Ho chiesto al mio amico e collega Leonardo Becchetti di scrivere un pezzo su questo blog su un tema di estrema importanza, quello della tassazione delle attività finanziarie. Grazie Leo.

Aggiungo (io) che userei questo gettito non per ridurre il debito o deficit ma per finanziarci spesa pubblica essenziale per la Ricostruzione del nostro Paese: prigioni decenti, ospedali decenti, scuole messe in sicurezza e piene di supporti informatici per l’apprendimento, patrimonio artistico esaltato e messo in risalto per i turisti e per noi stessi, campi sportivi per i ragazzi nelle periferie, progetti per migliorare e mettere in sicurezza il nostro territorio.

▸ **Istruzioni**
1 > Ricopia dal brano tutto ciò che va da "Ho chiesto al" fino a "finanziarie. Grazie Leo.", estremi compresi.
2 > Conta le righe dei record in cui compare la parola "hair" e indica solo il numero.
I record non hanno alcun legame con il brano.

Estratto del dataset
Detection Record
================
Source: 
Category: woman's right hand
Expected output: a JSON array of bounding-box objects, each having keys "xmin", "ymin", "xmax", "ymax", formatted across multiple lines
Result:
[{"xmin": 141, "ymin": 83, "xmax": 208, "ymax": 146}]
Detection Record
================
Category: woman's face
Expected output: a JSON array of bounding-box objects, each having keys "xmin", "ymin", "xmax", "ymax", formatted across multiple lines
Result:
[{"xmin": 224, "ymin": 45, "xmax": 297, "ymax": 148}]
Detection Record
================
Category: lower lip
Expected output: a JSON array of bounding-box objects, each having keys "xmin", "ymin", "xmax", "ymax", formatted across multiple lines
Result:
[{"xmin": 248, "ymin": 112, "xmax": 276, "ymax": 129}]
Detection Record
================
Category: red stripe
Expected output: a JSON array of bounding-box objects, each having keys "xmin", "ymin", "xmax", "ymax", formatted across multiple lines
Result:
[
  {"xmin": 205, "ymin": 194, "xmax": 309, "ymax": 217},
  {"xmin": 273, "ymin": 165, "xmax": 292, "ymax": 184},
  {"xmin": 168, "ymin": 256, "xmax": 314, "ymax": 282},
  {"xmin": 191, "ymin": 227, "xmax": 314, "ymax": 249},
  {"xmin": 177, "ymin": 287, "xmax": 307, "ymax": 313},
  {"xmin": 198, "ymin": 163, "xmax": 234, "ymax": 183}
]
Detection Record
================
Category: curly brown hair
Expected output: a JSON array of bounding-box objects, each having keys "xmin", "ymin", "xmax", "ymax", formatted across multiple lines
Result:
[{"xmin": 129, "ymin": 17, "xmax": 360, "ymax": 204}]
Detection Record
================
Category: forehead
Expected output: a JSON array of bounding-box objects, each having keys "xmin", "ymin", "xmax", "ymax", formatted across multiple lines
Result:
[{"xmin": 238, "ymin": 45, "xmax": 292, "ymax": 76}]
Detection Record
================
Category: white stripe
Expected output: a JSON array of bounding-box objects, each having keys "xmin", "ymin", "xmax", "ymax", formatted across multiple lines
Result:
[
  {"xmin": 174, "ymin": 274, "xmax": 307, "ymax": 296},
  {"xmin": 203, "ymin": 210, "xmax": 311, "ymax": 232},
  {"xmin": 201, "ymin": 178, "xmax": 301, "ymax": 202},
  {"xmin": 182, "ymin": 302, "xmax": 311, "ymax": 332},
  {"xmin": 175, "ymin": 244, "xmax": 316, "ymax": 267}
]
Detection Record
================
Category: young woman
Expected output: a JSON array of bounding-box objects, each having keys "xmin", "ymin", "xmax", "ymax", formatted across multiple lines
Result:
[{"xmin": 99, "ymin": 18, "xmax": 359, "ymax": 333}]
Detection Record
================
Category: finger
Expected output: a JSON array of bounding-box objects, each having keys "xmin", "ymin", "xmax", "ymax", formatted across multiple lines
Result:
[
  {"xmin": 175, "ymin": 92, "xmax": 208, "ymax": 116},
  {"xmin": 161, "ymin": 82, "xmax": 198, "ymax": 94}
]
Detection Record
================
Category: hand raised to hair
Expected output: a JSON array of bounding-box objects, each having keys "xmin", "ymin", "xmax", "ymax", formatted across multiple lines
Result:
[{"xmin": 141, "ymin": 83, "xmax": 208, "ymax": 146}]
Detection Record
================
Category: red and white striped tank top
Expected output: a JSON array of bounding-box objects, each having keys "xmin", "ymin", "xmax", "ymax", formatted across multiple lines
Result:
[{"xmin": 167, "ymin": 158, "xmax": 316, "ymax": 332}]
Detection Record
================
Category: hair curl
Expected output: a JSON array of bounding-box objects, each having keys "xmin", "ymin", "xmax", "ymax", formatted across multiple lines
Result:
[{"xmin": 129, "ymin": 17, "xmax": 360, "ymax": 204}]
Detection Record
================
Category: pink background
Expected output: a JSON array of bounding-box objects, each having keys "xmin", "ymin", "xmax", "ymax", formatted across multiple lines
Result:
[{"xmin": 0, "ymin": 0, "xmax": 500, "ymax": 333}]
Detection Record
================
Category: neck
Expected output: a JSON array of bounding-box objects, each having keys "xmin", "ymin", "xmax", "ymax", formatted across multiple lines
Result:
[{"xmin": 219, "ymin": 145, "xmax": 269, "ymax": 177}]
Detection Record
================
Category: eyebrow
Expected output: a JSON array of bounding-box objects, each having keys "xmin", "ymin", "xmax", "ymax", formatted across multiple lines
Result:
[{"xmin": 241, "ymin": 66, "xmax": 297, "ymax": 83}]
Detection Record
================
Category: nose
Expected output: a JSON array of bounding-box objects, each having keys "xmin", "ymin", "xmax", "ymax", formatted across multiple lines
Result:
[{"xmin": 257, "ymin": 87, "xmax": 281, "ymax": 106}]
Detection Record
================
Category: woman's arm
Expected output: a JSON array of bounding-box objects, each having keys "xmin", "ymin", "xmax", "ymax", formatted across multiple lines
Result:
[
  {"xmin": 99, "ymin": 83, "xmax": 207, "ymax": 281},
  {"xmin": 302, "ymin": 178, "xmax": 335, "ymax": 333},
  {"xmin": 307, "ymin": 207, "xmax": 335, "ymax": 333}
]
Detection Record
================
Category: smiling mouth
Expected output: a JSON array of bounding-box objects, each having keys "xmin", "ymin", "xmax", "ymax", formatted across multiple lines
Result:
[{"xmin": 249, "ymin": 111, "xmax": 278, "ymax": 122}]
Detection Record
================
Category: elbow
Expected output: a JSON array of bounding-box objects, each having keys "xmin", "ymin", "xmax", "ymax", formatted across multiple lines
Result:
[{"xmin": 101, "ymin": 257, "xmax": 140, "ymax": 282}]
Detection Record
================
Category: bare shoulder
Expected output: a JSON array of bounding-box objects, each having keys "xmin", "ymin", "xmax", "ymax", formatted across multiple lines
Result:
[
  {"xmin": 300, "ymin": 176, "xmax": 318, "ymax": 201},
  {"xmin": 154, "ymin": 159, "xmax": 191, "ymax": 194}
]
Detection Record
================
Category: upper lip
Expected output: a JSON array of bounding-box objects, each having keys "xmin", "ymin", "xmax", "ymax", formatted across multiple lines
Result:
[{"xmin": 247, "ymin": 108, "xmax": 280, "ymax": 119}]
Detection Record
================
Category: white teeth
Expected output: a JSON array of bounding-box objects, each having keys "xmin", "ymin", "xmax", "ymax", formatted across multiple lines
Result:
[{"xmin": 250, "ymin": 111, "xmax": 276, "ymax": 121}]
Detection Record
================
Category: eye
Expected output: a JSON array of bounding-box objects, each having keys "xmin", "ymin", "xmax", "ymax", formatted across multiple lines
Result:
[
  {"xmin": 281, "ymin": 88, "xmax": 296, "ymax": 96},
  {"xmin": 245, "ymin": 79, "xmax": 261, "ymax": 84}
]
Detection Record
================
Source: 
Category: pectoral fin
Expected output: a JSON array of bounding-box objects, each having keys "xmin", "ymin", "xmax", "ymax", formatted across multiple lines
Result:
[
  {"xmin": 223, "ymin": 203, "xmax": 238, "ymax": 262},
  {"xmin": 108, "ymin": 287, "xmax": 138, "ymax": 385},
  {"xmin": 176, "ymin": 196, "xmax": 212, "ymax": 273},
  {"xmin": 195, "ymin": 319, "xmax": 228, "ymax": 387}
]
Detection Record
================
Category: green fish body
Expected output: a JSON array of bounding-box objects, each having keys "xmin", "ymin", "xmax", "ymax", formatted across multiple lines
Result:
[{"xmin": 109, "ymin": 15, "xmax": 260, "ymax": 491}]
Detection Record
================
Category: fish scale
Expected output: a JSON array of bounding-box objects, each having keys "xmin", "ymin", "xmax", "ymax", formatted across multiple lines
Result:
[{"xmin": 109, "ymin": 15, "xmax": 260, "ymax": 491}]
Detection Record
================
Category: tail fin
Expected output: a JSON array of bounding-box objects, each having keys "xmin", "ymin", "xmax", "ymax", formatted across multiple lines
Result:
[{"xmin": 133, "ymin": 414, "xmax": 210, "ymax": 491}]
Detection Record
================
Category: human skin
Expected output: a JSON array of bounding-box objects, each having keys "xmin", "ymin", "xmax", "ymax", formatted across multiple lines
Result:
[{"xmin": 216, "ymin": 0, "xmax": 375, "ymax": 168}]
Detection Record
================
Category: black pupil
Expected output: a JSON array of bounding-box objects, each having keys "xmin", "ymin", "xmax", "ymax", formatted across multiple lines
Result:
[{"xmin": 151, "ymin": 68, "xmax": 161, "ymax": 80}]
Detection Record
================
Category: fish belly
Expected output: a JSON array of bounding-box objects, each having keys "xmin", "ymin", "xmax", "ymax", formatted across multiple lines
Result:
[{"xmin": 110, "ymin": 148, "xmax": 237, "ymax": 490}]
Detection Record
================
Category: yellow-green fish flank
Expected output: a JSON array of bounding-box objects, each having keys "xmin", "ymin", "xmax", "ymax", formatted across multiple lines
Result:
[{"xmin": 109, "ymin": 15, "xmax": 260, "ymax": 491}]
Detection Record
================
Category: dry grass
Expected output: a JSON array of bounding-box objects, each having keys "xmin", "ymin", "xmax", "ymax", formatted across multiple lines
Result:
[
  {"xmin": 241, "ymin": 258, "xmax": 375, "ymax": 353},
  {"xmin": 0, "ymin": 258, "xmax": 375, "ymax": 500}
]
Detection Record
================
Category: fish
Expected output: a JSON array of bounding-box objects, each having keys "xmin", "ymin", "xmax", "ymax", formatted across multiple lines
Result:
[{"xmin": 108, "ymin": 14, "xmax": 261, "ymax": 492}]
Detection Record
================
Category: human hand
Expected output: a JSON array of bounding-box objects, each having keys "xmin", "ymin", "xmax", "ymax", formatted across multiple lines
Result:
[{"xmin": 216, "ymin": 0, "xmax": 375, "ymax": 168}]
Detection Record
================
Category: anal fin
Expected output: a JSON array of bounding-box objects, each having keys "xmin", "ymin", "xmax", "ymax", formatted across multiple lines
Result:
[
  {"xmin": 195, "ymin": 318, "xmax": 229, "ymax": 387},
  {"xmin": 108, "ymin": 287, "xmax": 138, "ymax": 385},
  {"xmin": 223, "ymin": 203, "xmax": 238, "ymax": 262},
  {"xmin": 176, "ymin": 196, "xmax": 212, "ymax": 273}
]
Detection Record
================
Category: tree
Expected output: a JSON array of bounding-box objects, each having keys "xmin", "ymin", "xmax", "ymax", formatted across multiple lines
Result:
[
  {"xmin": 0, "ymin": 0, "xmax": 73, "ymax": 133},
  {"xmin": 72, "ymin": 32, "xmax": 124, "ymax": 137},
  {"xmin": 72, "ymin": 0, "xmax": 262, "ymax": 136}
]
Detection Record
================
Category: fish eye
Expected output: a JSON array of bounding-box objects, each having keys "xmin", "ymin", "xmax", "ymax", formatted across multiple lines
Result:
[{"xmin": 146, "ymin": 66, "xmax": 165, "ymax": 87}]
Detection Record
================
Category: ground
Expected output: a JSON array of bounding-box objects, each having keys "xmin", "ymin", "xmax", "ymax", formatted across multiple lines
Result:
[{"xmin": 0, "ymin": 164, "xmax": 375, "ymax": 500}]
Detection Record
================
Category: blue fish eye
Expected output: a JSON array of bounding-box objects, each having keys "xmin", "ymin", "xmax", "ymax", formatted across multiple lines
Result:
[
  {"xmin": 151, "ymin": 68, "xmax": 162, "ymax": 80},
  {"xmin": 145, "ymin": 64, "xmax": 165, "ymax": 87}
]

▸ **Soluzioni**
1 >
Ho chiesto al mio amico e collega Leonardo Becchetti di scrivere un pezzo su questo blog su un tema di estrema importanza, quello della tassazione delle attività finanziarie. Grazie Leo.

2 > 3